Exercise aim> Return the part of the blog excerpt below from "Most toilets flush" to "have torrid relationships.", copied word for word.

Document extract>
§

Wednesday's quote: "Don't you know that eating that stuff can give you very large breasts? Oh my God I'm too late"

Thursdays quote: "Wait a minute. You aren't seriously suggesting that if I get through the wire... and case everything out there... and don't get picked up... to turn myself in and get thrown back in the cooler for a couple of months so you can get the information you need?"

Bonus Quote: "Bear left.'
'Frog right"

Today's Quote:
"I don't know why they call this stuff hamburger helper. It does just fine by itself, huh? I like it better than tuna helper myself, don't you?"

Thursday, September 29, 2005


The Puppet The Legend The Frog

Its time to mail some stuff. Why? It was Kermit's 50th birthday yesterday and the U.S. Post Office has released a Kermit the Frog stamp. I for one think he still looks pretty good for his age and his tunes are timeless.... Moving right along.....

Today's movie quote: "Wait a minute. You aren't seriously suggesting that if I get through the wire... and case everything out there... and don't get picked up... to turn myself in and get thrown back in the cooler for a couple of months so you can get the information you need?"

BONUS Quote: "Bear left.'
'Frog right."

Wednesday, September 28, 2005


Add One To The Ol' To Do List

With all of your help I will soon earn credibility in the toilet expert world. This year I was noticibly abscent from the first World Toilet Summit to be held outside the Far East. I doubt much will be accomplished at the conference without my imput but who know's things have been known to go down the crapper before. However there is one idea that I find intriuging. A toilet concealed beneath the pavement during the day, but at night it rises hydraulically for use by late-night revellers.

The average person visits the toilet 2,500 times a year
The first toilet stall in a public washroom is the least likely to be used: it is also the cleanest.
Most toilets flush in the key of E flat

Today's movie quote: "Don't you know that eating that stuff can give you very large breasts? Oh my God I'm too late"

Tuesday, September 27, 2005


Who Knew?

I suppose it shouldn't be shocking. There are gay people, why wouldn't there be gay animals. I guess it just never occured to me. Well here's to being obtuse because apparently not only are there gay penguins but gay penguins who have torrid relationships.

Answers to triva:

Friday's movie quote: "Horseshit Rose!"

Monday's movie quote: "Remember me Eddie? I killed your brother."

§

Provided data>

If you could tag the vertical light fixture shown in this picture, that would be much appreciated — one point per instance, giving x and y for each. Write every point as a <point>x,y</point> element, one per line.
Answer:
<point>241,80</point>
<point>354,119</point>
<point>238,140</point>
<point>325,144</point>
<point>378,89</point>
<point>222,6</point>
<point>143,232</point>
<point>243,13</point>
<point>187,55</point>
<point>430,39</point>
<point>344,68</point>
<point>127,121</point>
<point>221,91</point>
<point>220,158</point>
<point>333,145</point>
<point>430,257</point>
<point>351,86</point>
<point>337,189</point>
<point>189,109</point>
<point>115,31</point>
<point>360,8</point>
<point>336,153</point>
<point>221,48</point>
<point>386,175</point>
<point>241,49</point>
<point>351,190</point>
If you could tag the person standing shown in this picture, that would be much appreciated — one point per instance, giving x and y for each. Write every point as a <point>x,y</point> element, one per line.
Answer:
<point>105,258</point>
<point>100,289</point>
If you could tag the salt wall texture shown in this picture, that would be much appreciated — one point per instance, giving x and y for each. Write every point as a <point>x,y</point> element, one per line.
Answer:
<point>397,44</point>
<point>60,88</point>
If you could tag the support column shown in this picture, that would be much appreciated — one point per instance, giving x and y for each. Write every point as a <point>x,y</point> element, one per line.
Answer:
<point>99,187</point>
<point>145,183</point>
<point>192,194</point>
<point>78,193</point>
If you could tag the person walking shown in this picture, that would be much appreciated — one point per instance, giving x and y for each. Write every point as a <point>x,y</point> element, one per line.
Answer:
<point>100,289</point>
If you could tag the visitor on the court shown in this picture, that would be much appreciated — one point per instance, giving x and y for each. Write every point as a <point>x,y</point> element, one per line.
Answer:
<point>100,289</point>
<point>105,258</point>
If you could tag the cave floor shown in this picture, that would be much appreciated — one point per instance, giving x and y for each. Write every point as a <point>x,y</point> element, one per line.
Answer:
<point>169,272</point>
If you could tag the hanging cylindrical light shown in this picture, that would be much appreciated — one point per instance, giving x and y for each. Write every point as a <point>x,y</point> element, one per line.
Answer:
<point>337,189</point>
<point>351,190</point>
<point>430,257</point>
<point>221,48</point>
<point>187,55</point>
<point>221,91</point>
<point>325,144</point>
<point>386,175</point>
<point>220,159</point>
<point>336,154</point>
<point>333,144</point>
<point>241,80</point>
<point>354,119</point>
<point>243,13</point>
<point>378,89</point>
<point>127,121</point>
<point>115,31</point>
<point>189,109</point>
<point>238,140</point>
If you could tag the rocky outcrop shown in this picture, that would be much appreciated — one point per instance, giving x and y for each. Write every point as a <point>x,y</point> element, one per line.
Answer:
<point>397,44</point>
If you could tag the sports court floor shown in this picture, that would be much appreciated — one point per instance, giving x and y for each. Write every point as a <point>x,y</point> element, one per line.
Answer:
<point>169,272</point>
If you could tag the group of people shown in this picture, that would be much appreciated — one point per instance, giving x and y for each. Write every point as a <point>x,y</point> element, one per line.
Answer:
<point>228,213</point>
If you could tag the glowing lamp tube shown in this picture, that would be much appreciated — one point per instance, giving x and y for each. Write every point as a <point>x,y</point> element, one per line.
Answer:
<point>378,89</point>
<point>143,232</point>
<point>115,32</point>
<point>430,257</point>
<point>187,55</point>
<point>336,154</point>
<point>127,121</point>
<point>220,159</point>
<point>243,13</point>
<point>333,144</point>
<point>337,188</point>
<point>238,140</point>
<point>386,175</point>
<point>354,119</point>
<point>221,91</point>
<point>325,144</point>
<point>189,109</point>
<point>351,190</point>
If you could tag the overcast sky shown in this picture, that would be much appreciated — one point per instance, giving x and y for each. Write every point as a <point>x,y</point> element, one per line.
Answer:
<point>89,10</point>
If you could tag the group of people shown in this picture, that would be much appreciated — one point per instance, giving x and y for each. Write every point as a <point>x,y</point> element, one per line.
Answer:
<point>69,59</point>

§

Finished task>
Most toilets flush in the key of E flat

Today's movie quote: "Don't you know that eating that stuff can give you very large breasts? Oh my God I'm too late"

Tuesday, September 27, 2005


Who Knew?

I suppose it shouldn't be shocking. There are gay people, why wouldn't there be gay animals. I guess it just never occured to me. Well here's to being obtuse because apparently not only are there gay penguins but gay penguins who have torrid relationships.